Identify each line in the rows below that contains the word "church", matching case exactly, and copy those lines out.
##### Input material
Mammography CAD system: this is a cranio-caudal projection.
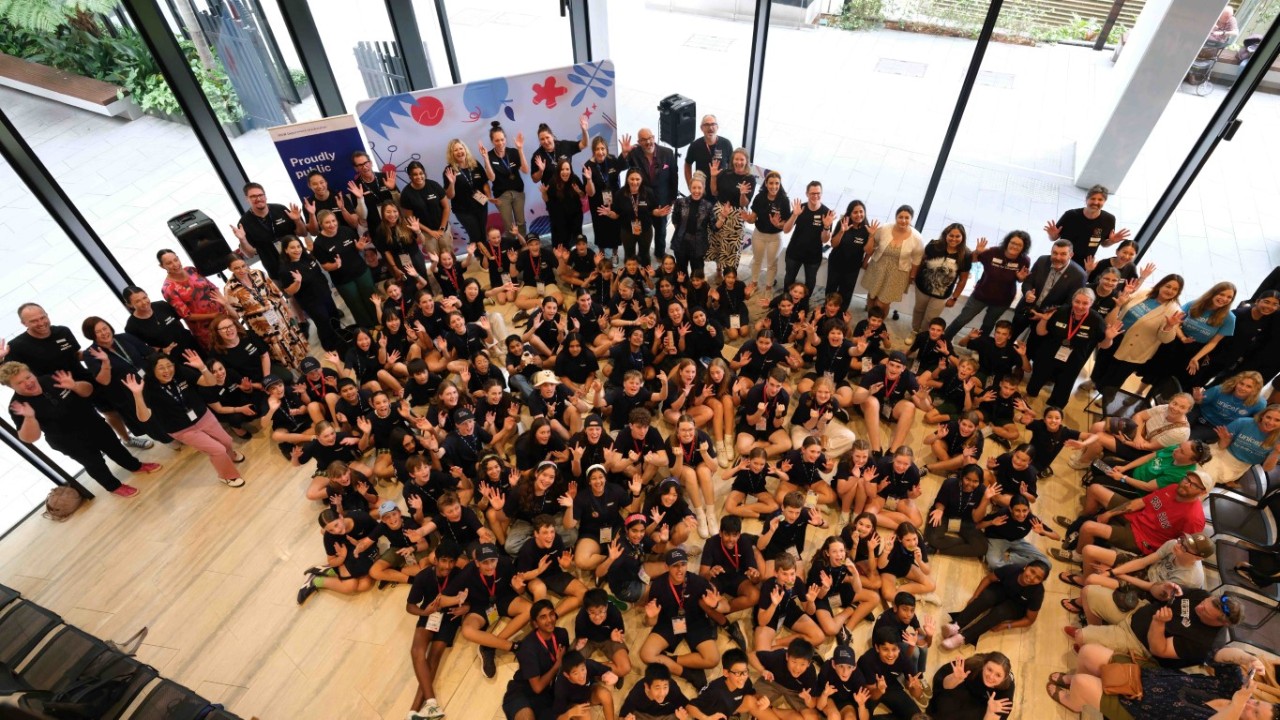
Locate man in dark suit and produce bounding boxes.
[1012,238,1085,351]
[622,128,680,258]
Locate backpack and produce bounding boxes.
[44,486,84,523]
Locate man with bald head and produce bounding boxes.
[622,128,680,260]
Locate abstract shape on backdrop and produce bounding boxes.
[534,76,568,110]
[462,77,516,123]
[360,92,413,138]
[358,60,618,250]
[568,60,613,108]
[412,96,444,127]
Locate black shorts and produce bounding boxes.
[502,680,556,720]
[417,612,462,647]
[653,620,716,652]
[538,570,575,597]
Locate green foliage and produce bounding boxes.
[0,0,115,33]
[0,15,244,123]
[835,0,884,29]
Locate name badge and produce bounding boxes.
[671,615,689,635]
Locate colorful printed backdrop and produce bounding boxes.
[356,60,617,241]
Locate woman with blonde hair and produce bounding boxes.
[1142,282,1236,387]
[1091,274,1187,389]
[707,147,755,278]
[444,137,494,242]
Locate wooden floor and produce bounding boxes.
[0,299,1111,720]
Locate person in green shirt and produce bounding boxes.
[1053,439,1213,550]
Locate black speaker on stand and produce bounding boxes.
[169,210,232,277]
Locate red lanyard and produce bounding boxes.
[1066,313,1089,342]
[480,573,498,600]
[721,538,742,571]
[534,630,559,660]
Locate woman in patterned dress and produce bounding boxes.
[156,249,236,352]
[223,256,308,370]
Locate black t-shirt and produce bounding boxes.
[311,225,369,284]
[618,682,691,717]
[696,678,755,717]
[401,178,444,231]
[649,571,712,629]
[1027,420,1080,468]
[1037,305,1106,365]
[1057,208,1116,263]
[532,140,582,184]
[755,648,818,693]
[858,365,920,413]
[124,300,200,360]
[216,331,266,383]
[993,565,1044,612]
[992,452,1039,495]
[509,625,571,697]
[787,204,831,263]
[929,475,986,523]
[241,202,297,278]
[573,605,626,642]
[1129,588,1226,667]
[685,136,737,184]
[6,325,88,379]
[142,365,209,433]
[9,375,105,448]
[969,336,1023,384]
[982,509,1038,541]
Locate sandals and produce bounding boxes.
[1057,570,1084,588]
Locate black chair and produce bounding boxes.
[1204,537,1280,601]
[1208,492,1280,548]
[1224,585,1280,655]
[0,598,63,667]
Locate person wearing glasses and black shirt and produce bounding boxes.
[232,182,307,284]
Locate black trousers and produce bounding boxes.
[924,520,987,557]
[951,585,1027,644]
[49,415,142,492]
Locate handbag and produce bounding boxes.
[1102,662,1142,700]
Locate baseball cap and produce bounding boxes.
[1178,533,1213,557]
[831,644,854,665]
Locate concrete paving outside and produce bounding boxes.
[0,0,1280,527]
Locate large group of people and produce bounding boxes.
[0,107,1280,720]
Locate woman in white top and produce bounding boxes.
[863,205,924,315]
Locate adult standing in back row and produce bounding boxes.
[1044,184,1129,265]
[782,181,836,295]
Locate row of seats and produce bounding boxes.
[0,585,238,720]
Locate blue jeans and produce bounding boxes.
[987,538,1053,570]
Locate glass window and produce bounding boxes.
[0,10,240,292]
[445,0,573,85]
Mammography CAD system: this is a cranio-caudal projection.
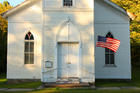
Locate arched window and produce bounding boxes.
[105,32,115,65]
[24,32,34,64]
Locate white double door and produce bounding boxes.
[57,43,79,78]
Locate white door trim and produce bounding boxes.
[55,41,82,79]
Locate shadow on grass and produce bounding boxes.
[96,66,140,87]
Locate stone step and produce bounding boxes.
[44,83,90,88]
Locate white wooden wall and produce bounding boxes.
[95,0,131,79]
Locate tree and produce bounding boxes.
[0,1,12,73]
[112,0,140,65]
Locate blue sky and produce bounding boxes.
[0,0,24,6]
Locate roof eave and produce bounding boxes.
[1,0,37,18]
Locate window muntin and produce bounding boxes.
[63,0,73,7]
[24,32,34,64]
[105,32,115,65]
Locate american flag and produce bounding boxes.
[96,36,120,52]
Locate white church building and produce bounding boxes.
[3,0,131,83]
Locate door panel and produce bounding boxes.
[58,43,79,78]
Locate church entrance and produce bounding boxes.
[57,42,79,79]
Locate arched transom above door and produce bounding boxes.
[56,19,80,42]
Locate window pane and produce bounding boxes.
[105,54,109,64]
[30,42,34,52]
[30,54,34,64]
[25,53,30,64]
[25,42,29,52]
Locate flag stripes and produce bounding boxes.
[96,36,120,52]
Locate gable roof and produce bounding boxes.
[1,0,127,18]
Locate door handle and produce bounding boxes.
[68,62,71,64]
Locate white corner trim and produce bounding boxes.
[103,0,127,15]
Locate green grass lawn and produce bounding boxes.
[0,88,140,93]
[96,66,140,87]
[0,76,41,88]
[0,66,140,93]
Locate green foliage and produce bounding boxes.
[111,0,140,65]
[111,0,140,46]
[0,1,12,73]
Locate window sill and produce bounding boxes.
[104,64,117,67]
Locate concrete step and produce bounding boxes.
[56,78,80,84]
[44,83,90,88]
##########
--- Complete response ---
Locate white church building and produce bounding boxes.
Locate church entrance and produce bounding boxes.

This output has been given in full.